→ **Set task 1**
In the home-server text, rewrite the stretch from "Currently I am" through "want to go." with "64GB" changed to "128GB".

I've got about 20 LXCs and a couple of VMs running Windows server and MAC OS, but want to add a few more for windows 11 development etc.

I have to say I'm very happy having made the move from discrete hardware platforms to virtualisation, it's working out far better than I hoped....but I need to look at the hardware for my next phase.

Currently I am on an old X99 motherboard, and my short term goal is to try and max out the memory to 64GB as that seems to be my immediate limiting factor, though more cores would also be very much the way I also want to go.

My goal is to use a single server, as I want to reduce my Kwh usage for my home, and consolidating has helped to do that already, but I'd love to move to a lower TDP CPU and cut that usage even further, but keep a high core count.

I'm thinking intel CPU with onboard graphics, I only have limited need for video encoding (mostly Frigate) and I also have a USB coral so hardware passthrough of a full blown video card isn't really somewhere I want to go, also it helps to reduce the power consumption that way as well.

→ **Records shown**
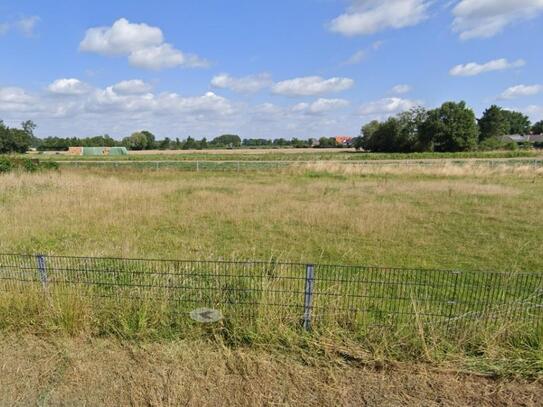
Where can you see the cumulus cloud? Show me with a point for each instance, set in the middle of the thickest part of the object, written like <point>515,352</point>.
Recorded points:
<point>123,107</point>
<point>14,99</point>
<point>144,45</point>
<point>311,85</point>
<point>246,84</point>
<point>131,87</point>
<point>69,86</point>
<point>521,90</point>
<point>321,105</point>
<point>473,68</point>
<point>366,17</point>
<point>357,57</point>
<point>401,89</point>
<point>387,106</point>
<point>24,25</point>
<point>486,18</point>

→ **Set task 2**
Render the stretch of rows from the start of the rows through the line containing "<point>246,84</point>" as a JSON list of strings, one string per line, with blank lines and the pictures left out.

→ **Written reply 1**
Currently I am on an old X99 motherboard, and my short term goal is to try and max out the memory to 128GB as that seems to be my immediate limiting factor, though more cores would also be very much the way I also want to go.

→ **Written reply 2**
[
  "Where can you see the cumulus cloud? Show me with a point for each instance, set in the middle of the thickest part of the object, written like <point>515,352</point>.",
  "Recorded points:",
  "<point>123,107</point>",
  "<point>14,99</point>",
  "<point>144,45</point>",
  "<point>311,85</point>",
  "<point>246,84</point>"
]